** Begin GIVEN ENTRIES **

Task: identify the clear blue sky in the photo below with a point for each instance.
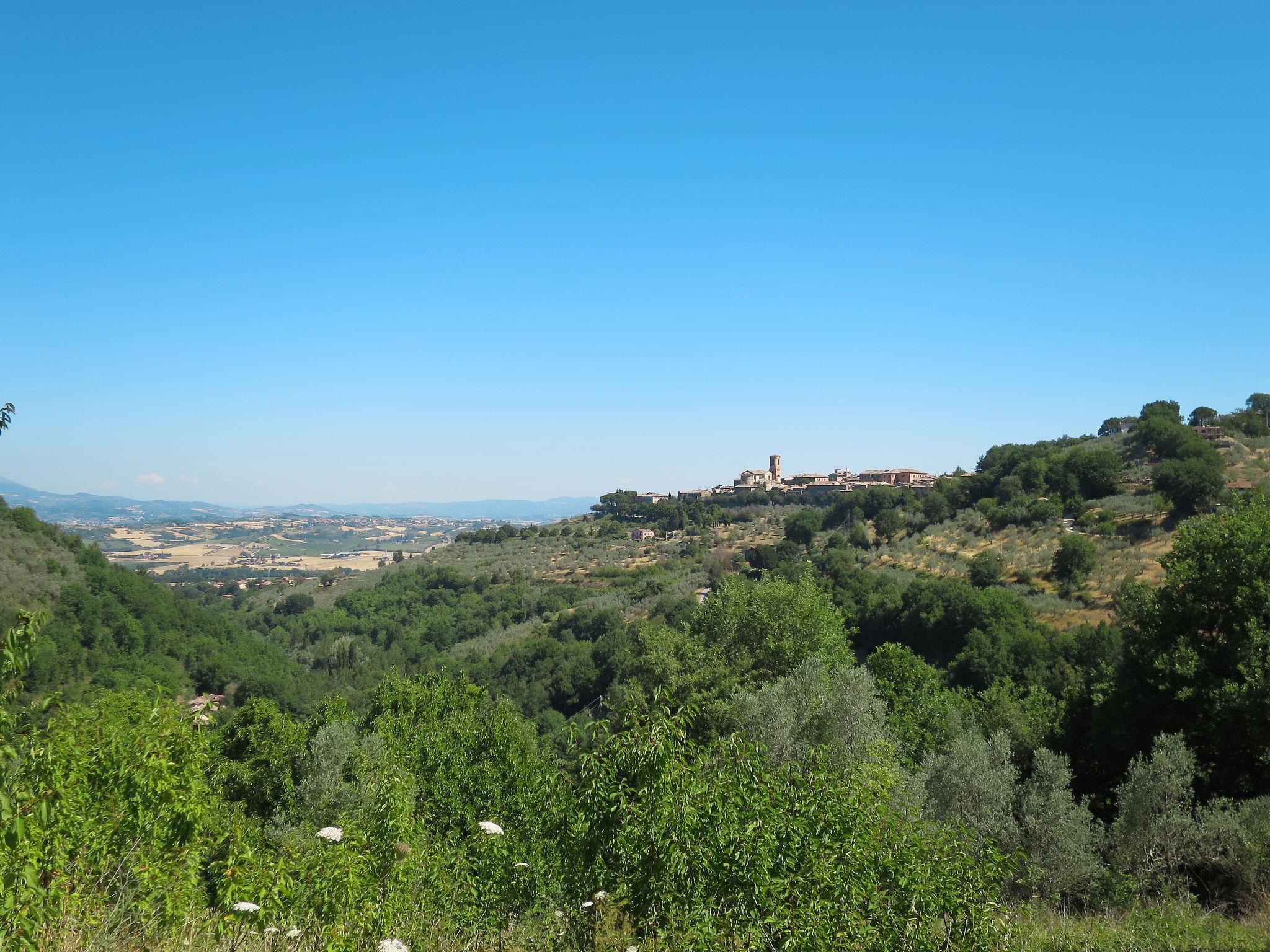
(281, 252)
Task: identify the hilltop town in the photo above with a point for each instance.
(804, 483)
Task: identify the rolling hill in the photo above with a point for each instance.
(88, 509)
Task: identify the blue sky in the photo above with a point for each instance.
(266, 253)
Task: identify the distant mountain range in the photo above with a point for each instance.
(88, 509)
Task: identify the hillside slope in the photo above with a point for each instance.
(111, 627)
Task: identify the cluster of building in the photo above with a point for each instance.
(803, 483)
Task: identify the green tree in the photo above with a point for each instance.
(1061, 838)
(922, 710)
(770, 627)
(802, 526)
(837, 711)
(987, 568)
(1169, 409)
(1153, 835)
(972, 783)
(935, 508)
(1203, 416)
(1113, 425)
(1201, 646)
(260, 752)
(1076, 557)
(1191, 485)
(295, 603)
(1096, 472)
(888, 523)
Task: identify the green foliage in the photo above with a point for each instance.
(104, 810)
(1201, 646)
(810, 710)
(111, 627)
(802, 526)
(972, 785)
(986, 569)
(1191, 485)
(922, 710)
(1155, 834)
(259, 754)
(1203, 416)
(659, 816)
(1061, 837)
(1076, 557)
(770, 627)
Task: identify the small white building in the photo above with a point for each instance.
(649, 498)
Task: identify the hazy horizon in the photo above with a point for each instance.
(255, 255)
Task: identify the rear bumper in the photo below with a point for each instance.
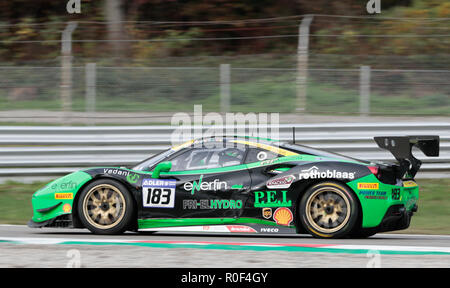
(396, 218)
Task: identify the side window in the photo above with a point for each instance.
(257, 154)
(208, 158)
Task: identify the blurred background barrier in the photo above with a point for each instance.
(39, 152)
(225, 88)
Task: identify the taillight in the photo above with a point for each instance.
(374, 170)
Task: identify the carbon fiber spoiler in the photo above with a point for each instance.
(401, 148)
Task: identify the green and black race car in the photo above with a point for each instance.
(243, 185)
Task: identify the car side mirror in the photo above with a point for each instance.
(161, 167)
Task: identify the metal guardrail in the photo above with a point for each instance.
(54, 151)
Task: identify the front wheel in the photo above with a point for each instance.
(106, 207)
(328, 210)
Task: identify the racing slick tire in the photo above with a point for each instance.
(106, 207)
(329, 210)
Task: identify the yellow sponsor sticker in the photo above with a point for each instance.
(63, 196)
(409, 183)
(368, 186)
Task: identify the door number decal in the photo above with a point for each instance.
(158, 193)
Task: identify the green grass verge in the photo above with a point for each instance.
(432, 217)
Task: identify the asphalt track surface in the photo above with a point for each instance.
(21, 246)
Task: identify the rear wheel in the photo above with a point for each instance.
(106, 207)
(328, 210)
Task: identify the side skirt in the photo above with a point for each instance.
(219, 225)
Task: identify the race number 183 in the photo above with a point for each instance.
(161, 195)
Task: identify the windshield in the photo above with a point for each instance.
(149, 163)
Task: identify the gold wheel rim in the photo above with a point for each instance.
(328, 210)
(104, 206)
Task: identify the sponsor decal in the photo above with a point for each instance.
(64, 186)
(64, 196)
(271, 199)
(283, 216)
(118, 172)
(269, 230)
(280, 183)
(368, 186)
(67, 208)
(133, 178)
(212, 204)
(267, 213)
(396, 194)
(158, 193)
(409, 184)
(269, 161)
(215, 185)
(240, 229)
(378, 195)
(314, 173)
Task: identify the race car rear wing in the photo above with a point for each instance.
(401, 148)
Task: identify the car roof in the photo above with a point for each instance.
(257, 142)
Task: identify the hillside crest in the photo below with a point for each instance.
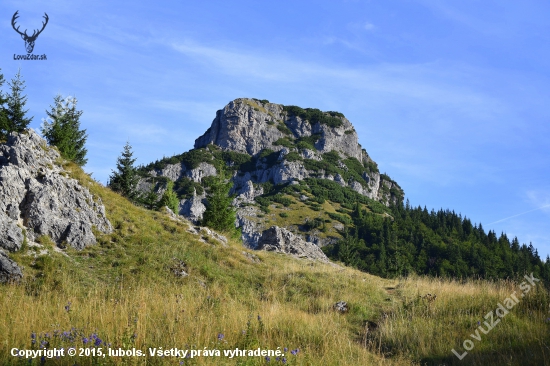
(277, 156)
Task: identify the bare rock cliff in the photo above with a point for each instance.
(38, 198)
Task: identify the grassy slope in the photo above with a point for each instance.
(123, 290)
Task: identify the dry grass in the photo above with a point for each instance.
(123, 291)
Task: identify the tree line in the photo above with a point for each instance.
(60, 129)
(436, 243)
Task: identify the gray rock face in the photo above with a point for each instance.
(281, 240)
(9, 270)
(36, 196)
(11, 235)
(250, 126)
(250, 232)
(243, 126)
(193, 208)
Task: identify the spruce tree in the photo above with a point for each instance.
(14, 113)
(220, 214)
(3, 116)
(63, 130)
(126, 179)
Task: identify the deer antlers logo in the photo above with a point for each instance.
(29, 40)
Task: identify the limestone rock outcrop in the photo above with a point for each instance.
(281, 240)
(268, 148)
(38, 198)
(9, 270)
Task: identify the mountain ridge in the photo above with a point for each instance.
(277, 153)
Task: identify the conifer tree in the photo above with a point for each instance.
(3, 116)
(126, 179)
(14, 119)
(220, 214)
(64, 129)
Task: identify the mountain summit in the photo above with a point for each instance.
(289, 166)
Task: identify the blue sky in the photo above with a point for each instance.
(449, 98)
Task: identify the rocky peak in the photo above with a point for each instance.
(281, 159)
(251, 125)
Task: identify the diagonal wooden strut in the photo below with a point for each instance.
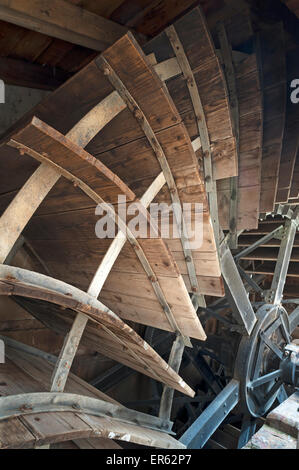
(201, 123)
(226, 52)
(107, 69)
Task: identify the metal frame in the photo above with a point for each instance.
(203, 427)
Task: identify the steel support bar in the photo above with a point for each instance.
(259, 242)
(29, 403)
(264, 379)
(235, 290)
(206, 424)
(174, 362)
(279, 278)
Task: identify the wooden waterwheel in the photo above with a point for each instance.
(199, 116)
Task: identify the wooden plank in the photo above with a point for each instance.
(144, 76)
(64, 21)
(250, 130)
(48, 428)
(192, 29)
(33, 285)
(45, 144)
(291, 139)
(21, 209)
(272, 62)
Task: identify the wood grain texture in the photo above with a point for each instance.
(272, 62)
(250, 149)
(25, 373)
(198, 46)
(108, 332)
(290, 144)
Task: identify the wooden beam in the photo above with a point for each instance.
(62, 20)
(22, 73)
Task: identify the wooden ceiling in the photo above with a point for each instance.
(30, 58)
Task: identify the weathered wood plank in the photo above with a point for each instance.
(32, 285)
(64, 21)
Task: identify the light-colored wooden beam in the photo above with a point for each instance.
(62, 20)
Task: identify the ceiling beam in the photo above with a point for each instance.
(60, 19)
(22, 73)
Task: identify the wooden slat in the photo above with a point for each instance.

** End GIVEN ENTRIES **

- **INSTRUCTIONS TO FOLLOW**:
Please copy the listing from the line with "Task: identify the mountain ridge" through the end of the listing, changing "wooden" to "timber" and keeping everything else the same. Leave the pictures out.

- **FINAL RESULT**:
Task: identify the mountain ridge in the photo above with a point for each instance.
(277, 153)
Task: identify the conifer tree in the photo above with a point for each instance.
(3, 116)
(126, 179)
(14, 119)
(220, 214)
(64, 129)
Task: identify the mountain summit in the photo above with a point for each instance.
(289, 166)
Task: identify the blue sky in the photo above with a point for each instance.
(449, 98)
Task: identify the rocky peak in the photo above with a point for each instance.
(281, 159)
(251, 125)
Task: identify the diagonal timber strut in the photo below with a point for each instance.
(201, 123)
(226, 52)
(107, 69)
Task: identify the metal frame in the photo above with a point for each instance.
(203, 427)
Task: identify the steel support bar in the photo above with a point for each instance.
(259, 242)
(29, 403)
(264, 379)
(235, 290)
(206, 424)
(174, 362)
(279, 278)
Task: identify the timber waterwheel in the photo above with a point for each instance.
(199, 116)
Task: identify the timber plank in the photo above with a point for each instance.
(144, 76)
(64, 21)
(250, 130)
(48, 428)
(192, 29)
(33, 285)
(45, 144)
(291, 139)
(21, 209)
(272, 62)
Task: identify the wood grain texture in the photo above with a point for each instance.
(272, 62)
(250, 149)
(25, 373)
(198, 46)
(108, 332)
(290, 144)
Task: identify the timber beam in the photo above with a point for each instance.
(62, 20)
(22, 73)
Task: identify the timber ceiling in the photo above with a point for each instance.
(30, 58)
Task: identify the weathered wood plank in the photo above with a point for each instance.
(32, 285)
(64, 21)
Task: identify the light-colored timber beam in the photo above with a point for each instance.
(62, 20)
Task: identify the ceiling beam in the photo above with a point for each instance.
(60, 19)
(22, 73)
Task: identify the timber slat in the photo above with a point for each instance.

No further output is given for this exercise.